REQUIREMENTS: Can you copy out only the stretch of the data from the line containing "Short-answer question: Specify the bounding box of the hardwood" through the end of the data, offsetting every bounding-box coordinate in the answers by +70 while leaving the sample JSON unchanged?

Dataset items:
* start *

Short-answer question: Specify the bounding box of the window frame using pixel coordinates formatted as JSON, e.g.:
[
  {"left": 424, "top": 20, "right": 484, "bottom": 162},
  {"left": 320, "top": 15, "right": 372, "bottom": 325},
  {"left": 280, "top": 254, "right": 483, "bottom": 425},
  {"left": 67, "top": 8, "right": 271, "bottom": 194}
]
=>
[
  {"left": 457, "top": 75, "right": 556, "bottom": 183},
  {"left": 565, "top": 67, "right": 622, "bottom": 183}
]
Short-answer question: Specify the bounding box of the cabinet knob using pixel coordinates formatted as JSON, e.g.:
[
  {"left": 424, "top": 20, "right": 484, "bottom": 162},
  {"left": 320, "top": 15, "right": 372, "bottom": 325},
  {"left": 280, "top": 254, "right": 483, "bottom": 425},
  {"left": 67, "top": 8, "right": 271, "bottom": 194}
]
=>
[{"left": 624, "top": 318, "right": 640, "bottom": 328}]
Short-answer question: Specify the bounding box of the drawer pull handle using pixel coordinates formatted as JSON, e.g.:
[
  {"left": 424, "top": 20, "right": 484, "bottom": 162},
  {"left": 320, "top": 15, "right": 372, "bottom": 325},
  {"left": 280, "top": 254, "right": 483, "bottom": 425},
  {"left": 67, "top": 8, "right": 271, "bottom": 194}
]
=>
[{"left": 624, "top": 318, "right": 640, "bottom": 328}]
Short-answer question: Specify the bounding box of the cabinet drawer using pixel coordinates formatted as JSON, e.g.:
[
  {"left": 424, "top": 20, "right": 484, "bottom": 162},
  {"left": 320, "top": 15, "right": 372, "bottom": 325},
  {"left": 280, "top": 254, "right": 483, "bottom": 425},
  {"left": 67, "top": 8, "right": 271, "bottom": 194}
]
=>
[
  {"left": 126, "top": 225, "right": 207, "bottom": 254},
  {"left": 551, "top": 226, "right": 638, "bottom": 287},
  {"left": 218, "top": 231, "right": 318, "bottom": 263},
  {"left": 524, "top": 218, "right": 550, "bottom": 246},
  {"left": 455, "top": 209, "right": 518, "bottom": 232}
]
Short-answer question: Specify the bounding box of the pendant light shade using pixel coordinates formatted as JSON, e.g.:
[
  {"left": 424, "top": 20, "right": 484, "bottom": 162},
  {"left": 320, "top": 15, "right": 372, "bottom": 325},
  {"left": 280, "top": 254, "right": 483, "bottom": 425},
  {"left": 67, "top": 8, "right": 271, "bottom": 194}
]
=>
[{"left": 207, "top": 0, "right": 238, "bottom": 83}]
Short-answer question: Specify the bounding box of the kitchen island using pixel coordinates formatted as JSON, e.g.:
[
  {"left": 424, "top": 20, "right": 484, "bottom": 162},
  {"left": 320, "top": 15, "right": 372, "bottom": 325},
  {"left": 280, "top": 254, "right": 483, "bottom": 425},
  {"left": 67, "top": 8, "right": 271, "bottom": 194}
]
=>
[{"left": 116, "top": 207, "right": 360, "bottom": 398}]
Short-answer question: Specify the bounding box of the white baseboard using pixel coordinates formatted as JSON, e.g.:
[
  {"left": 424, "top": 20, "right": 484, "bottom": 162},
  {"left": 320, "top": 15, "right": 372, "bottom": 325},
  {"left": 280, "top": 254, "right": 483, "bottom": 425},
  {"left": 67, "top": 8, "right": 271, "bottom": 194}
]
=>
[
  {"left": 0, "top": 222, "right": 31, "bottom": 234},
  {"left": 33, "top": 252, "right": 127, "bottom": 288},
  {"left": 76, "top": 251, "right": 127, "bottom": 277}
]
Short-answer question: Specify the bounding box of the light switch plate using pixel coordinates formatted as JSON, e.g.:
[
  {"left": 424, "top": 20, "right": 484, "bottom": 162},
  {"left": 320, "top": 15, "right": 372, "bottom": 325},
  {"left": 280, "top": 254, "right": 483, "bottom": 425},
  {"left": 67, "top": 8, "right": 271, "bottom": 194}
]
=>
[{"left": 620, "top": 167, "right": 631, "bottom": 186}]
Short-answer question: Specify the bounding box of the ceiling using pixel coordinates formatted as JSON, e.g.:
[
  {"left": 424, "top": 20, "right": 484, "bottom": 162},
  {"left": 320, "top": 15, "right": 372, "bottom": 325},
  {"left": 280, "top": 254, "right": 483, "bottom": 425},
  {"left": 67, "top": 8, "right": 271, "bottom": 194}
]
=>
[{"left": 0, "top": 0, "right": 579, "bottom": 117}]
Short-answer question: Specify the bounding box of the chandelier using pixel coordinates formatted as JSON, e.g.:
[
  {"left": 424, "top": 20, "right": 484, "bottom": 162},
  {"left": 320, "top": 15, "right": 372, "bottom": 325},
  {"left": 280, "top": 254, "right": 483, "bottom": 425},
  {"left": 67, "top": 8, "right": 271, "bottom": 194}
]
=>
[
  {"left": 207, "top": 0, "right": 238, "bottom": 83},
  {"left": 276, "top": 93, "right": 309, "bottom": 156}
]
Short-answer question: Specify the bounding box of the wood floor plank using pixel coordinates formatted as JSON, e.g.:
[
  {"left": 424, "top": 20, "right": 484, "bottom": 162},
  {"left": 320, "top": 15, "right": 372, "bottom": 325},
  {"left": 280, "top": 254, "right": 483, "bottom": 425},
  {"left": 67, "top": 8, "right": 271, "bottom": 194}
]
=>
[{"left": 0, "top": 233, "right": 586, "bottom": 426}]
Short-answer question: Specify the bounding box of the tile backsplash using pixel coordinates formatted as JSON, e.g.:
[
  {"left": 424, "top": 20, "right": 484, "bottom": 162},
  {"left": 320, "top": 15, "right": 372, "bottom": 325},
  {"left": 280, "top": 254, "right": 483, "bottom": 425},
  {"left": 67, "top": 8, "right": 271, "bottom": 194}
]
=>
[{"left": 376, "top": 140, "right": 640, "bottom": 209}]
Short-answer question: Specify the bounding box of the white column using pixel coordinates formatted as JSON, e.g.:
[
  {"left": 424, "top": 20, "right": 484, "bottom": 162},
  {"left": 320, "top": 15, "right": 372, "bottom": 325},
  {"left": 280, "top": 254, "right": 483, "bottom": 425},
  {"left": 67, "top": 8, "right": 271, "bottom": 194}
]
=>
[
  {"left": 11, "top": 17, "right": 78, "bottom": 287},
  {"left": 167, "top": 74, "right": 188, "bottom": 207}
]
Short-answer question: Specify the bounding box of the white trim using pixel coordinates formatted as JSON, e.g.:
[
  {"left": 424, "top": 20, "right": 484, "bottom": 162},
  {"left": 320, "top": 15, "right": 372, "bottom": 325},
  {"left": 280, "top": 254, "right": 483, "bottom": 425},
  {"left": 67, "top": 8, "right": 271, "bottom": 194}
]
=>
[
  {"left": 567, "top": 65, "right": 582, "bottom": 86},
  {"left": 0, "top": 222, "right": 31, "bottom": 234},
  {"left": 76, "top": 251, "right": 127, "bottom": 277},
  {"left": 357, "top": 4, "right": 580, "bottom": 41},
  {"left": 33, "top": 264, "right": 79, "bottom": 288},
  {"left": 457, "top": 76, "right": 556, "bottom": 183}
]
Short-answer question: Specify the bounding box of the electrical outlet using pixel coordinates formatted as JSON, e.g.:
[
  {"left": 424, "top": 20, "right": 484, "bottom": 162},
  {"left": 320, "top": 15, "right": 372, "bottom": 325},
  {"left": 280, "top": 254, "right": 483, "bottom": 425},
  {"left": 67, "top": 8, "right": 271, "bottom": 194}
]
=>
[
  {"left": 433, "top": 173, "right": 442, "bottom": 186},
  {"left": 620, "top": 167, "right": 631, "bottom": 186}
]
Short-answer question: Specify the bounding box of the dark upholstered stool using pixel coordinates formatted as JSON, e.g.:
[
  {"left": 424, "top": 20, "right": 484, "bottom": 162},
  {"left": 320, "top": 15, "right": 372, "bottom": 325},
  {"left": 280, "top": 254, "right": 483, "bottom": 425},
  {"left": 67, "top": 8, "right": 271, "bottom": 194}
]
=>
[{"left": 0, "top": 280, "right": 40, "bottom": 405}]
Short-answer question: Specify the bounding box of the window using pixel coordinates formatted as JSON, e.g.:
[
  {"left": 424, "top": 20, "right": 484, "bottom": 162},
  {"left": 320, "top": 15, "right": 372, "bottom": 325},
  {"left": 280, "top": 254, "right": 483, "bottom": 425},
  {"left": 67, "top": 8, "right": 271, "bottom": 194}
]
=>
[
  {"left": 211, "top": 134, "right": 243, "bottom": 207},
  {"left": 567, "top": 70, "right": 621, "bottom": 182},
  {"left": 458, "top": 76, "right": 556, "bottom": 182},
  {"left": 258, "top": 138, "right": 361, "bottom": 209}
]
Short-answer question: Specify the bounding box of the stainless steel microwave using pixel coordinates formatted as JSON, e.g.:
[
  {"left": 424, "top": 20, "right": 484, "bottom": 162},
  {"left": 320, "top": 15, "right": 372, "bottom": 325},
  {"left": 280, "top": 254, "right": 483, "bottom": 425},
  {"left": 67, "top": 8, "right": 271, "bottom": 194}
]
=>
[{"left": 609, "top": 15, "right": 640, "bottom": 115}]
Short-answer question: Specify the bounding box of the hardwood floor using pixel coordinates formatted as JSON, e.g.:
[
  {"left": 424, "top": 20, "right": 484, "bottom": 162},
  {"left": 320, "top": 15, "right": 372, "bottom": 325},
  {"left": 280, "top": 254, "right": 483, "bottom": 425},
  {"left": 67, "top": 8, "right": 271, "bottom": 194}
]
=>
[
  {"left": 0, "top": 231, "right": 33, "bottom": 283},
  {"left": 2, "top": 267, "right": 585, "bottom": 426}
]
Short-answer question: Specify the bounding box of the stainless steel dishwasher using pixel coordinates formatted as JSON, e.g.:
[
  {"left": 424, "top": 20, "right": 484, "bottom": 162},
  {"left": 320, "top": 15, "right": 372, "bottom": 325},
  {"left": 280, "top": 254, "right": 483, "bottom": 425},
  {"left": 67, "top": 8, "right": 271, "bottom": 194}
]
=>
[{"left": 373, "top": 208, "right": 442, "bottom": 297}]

* end *

WRITTEN RESPONSE:
Short-answer question: Specify the bounding box of the hardwood floor using pixel coordinates formatted as JSON, e.g.:
[
  {"left": 424, "top": 20, "right": 484, "bottom": 162},
  {"left": 320, "top": 15, "right": 372, "bottom": 325},
  {"left": 280, "top": 254, "right": 483, "bottom": 425},
  {"left": 67, "top": 8, "right": 271, "bottom": 194}
]
=>
[
  {"left": 70, "top": 301, "right": 103, "bottom": 353},
  {"left": 72, "top": 337, "right": 655, "bottom": 496}
]
Short-answer question: Specify the bounding box of the stainless steel dishwasher using pixel coordinates formatted as JSON, e.g.:
[
  {"left": 424, "top": 20, "right": 484, "bottom": 162},
  {"left": 320, "top": 15, "right": 372, "bottom": 325},
  {"left": 280, "top": 254, "right": 483, "bottom": 425},
  {"left": 67, "top": 8, "right": 271, "bottom": 194}
]
=>
[{"left": 443, "top": 278, "right": 512, "bottom": 367}]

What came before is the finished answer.